» **To do**
The answer must consist solely of the lines from the one with "of the hillside" through the last line of the data, copied exactly, with no pictures.

» **Supplied data**
=-=-=-=-=
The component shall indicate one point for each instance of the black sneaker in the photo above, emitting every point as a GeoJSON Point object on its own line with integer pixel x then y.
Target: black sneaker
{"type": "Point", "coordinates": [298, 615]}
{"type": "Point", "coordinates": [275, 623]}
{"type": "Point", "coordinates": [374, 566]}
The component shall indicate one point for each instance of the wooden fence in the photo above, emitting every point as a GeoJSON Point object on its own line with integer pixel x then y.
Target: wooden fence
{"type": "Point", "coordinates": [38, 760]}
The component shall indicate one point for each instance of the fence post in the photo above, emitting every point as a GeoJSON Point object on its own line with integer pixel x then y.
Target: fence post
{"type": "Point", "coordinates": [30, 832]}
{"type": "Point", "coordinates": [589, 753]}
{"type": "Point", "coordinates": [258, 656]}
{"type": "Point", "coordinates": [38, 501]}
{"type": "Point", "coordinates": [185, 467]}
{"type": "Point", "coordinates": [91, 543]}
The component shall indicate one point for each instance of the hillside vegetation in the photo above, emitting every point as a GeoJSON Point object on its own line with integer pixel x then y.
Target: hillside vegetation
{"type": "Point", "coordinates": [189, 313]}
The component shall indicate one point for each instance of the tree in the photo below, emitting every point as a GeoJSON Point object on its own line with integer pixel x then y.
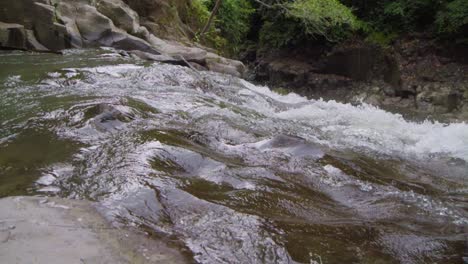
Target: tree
{"type": "Point", "coordinates": [210, 20]}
=-=-=-=-=
» **Answer below**
The component shall indicate one point for each instance of the hillside vegetation in the photo above, emitting every point as a GeoJSON Point object on its own line with integer pixel x then y.
Target: hillside vegetation
{"type": "Point", "coordinates": [189, 313]}
The component shall indicate one point for each instance of the tree in the photo below, emitting every point as a GeoJSON Point object on its own line with integer pixel x then y.
Target: tree
{"type": "Point", "coordinates": [210, 20]}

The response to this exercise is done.